# 文件節錄:
########################################

28. Find the Index of the First Occurrence in a String

題目 / Problem

中文： 給定兩個字串 needle 和 haystack，回傳 needle 在 haystack 中第一次出現的索引；如果 needle 不是 haystack 的一部分，回傳 -1。

English: Given two strings needle and haystack, return the index of the first occurrence of needle in haystack, or -1 if needle is not part of haystack.

Constraints / 限制： - 1 <= haystack.length, needle.length <= 10^4 - haystack 和 needle 只包含小寫英文字母 / both consist of only lowercase English letters.

Example / 範例：

Input:  haystack = "sadbutsad", needle = "sad"
Output: 0
Explanation: "sad" 出現在索引 0 和 6，第一次出現的是 0。
             "sad" appears at indices 0 and 6; the first one is 0.

名詞解釋 / Glossary

子字串 / substring：一個字串中連續的一段字元。例如 "abc" 是 "xabcy" 的子字串，但 "axc" 不是（必須連續）。A contiguous slice of characters inside a larger string.
索引 / index：字串中字元的位置編號，從 0 開始。"sad"[0] 是 's'。Zero-based position of a character.
雙指針 / two pointers：用兩個整數變數分別追蹤兩個位置（這裡是 haystack 與 needle 的當前位置），透過比較與移動來解題。Two integer variables tracking positions in one or two arrays/strings; they advance based on the comparison logic.
暴力法 / brute force：直接列舉所有可能的起始位置，逐一驗證。簡單但通常較慢。Try every possible starting position and verify; simple but often slow.
strlen / string length：C 標準函式，回傳以 '\0' 結尾的字串長度，需要掃過整個字串，是 O(n) 操作，所以我們把它存進變數而不是反覆呼叫。strlen walks the string to find the null terminator; cache it instead of calling it inside loops.

########################################

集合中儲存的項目

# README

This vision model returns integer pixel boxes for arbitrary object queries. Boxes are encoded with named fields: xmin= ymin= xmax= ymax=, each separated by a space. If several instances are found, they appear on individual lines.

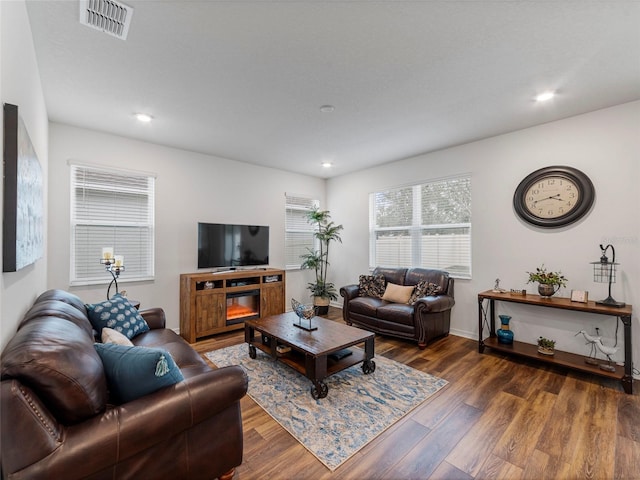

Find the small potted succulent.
xmin=527 ymin=265 xmax=568 ymax=297
xmin=538 ymin=337 xmax=556 ymax=355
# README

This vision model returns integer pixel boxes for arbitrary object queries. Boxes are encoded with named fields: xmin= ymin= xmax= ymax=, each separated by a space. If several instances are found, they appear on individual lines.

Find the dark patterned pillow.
xmin=358 ymin=275 xmax=387 ymax=298
xmin=409 ymin=280 xmax=442 ymax=305
xmin=87 ymin=293 xmax=149 ymax=339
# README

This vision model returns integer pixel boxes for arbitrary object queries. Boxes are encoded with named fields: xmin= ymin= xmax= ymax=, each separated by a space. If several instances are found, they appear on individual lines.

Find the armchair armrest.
xmin=138 ymin=307 xmax=167 ymax=330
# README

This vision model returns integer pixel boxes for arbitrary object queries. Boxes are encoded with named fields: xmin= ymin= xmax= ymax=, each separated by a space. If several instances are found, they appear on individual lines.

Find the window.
xmin=70 ymin=165 xmax=155 ymax=285
xmin=369 ymin=176 xmax=471 ymax=278
xmin=284 ymin=193 xmax=320 ymax=270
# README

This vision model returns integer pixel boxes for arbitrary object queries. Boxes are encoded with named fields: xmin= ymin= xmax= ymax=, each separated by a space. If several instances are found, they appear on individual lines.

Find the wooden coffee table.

########################################

# 作業要求:
請從上方的字串搜尋題解中，原文摘錄從「索引 / index：字串中字元的位置編號，從」到「it inside loops.」的段落。

# 本題作答:
索引 / index：字串中字元的位置編號，從 0 開始。"sad"[0] 是 's'。Zero-based position of a character.
雙指針 / two pointers：用兩個整數變數分別追蹤兩個位置（這裡是 haystack 與 needle 的當前位置），透過比較與移動來解題。Two integer variables tracking positions in one or two arrays/strings; they advance based on the comparison logic.
暴力法 / brute force：直接列舉所有可能的起始位置，逐一驗證。簡單但通常較慢。Try every possible starting position and verify; simple but often slow.
strlen / string length：C 標準函式，回傳以 '\0' 結尾的字串長度，需要掃過整個字串，是 O(n) 操作，所以我們把它存進變數而不是反覆呼叫。strlen walks the string to find the null terminator; cache it instead of calling it inside loops.